**STATED GOAL A**
Rewrite the passage about the book on Dutch representative democracy between "Rudy Andeweg and" and "oversee the government.", inclusive, swapping "representative democracy" for "parliamentary democracy".

──────── READING PASSAGE ────────

Jacques Thomassen, born in Diessen, the Netherlands, in 1945. Ph.D. from Tilburg University. Professor of Political Science at the University of Twente.

Fellow (1 September 2002 – 30 June 2003)

Rudy Andeweg and I have been working on a book on the functioning of representative democracy in the Netherlands. The book is mainly based on interviews held with members of parliament, in 1968, 1972, 1979, 1990, and 2001. However, the main emphasis of the book is not on the Dutch parliament as such, but on theories of representative democracy. We observed a strange and undesirable bifurcation in the study of representative democracy. Reading the literature on legislative behaviour it is as if democracies have two parliaments, one of which is supposed to represent civil society, and one of which is supposed to oversee the government.

It was our aim to develop a new conceptual framework integrating these two bodies of literature, and to apply it to Dutch representative democracy. We succeeded in developing a conceptual framework that logically combines the three main modes of executive-legislative relations with the three main models of political representation. This combination leads to three different models of representative democracy. In the book, we empirically test to what extent each of these models applies to current Dutch representative democracy and compare this to other democracies. We also examine whether these models apply to Dutch democracy in the past.

Several parts of the book were presented as papers at a variety of conferences. Two of these papers, co-authored with Rudy Andeweg, have been submitted to international journals. First drafts of the introductory chapter and of two of the three empirical parts of the book are finished. A draft of the third one is in statu nascendi. We have submitted an extensive book proposal to an international publisher.

──────── INPUT FOR THIS TASK ────────

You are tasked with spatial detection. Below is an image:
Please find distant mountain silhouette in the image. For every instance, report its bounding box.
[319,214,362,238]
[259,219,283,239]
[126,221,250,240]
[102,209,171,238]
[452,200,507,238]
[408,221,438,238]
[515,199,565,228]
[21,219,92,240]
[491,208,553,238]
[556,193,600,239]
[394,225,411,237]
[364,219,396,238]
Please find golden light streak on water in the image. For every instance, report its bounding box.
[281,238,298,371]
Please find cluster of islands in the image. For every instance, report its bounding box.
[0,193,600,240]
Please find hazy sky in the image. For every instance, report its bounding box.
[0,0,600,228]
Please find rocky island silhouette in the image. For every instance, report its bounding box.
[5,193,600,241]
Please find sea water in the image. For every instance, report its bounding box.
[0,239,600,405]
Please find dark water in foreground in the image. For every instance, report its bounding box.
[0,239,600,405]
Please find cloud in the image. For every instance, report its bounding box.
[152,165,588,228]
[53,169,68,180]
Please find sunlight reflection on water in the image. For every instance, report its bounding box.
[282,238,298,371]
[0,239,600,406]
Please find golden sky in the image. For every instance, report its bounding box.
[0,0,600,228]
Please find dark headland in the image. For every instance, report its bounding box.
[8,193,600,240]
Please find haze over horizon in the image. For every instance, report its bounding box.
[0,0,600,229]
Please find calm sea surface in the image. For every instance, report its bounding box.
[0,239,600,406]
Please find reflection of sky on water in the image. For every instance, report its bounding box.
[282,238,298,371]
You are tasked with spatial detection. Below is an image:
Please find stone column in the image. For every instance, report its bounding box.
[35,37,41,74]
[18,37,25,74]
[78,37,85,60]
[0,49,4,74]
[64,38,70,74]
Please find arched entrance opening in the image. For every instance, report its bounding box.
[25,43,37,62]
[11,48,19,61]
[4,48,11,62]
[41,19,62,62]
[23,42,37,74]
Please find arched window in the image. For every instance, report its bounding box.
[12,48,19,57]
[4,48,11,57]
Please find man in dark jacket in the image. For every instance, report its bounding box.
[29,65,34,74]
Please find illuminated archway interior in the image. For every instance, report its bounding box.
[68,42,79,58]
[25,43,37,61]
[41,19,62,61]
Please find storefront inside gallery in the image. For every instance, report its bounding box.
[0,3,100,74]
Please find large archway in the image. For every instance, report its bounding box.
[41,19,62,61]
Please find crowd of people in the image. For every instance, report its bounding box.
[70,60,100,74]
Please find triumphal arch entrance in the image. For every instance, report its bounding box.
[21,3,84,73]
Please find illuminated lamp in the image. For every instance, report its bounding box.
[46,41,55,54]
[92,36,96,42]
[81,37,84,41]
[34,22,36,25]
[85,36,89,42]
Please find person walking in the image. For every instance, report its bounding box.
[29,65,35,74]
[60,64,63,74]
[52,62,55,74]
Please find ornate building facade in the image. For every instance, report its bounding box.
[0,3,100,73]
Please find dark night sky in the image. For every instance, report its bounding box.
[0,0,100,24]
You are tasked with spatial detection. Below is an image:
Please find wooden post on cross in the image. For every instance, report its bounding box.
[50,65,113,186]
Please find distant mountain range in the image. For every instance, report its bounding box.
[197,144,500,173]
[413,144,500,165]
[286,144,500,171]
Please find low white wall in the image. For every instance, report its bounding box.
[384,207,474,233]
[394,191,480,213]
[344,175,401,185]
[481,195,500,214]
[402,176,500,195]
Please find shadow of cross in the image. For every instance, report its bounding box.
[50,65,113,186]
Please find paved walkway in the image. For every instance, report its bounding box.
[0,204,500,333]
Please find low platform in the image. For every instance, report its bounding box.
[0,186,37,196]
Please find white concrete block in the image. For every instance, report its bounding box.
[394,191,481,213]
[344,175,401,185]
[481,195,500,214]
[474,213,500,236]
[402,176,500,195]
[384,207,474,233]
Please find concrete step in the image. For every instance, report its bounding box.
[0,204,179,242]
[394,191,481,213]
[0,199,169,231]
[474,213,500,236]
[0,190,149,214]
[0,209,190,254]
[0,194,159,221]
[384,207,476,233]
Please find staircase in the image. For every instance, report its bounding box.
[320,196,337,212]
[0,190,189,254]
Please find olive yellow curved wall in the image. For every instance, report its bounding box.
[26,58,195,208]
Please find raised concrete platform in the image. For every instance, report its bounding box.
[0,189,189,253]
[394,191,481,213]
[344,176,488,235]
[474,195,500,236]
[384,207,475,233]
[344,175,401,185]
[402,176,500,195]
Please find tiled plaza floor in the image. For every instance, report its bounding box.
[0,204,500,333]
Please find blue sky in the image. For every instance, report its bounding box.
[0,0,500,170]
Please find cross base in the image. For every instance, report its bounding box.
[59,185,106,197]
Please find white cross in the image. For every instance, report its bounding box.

────────

**STATED GOAL B**
Reproduce word for word the lines of the records between the lines holding "Please find staircase" and "[0,0,500,170]", inclusive.

**CORRECT ANSWER A**
Rudy Andeweg and I have been working on a book on the functioning of parliamentary democracy in the Netherlands. The book is mainly based on interviews held with members of parliament, in 1968, 1972, 1979, 1990, and 2001. However, the main emphasis of the book is not on the Dutch parliament as such, but on theories of parliamentary democracy. We observed a strange and undesirable bifurcation in the study of parliamentary democracy. Reading the literature on legislative behaviour it is as if democracies have two parliaments, one of which is supposed to represent civil society, and one of which is supposed to oversee the government.

**CORRECT ANSWER B**
Please find staircase in the image. For every instance, report its bounding box.
[320,196,337,212]
[0,190,189,254]
Please find olive yellow curved wall in the image. For every instance, report its bounding box.
[26,58,195,208]
Please find raised concrete platform in the image. For every instance, report its bounding box.
[0,189,189,253]
[394,191,481,213]
[344,176,488,235]
[474,195,500,236]
[384,207,475,233]
[344,175,401,185]
[402,176,500,195]
Please find tiled plaza floor in the image. For every instance, report its bounding box.
[0,204,500,333]
Please find blue sky in the image. For every instance, report its bounding box.
[0,0,500,170]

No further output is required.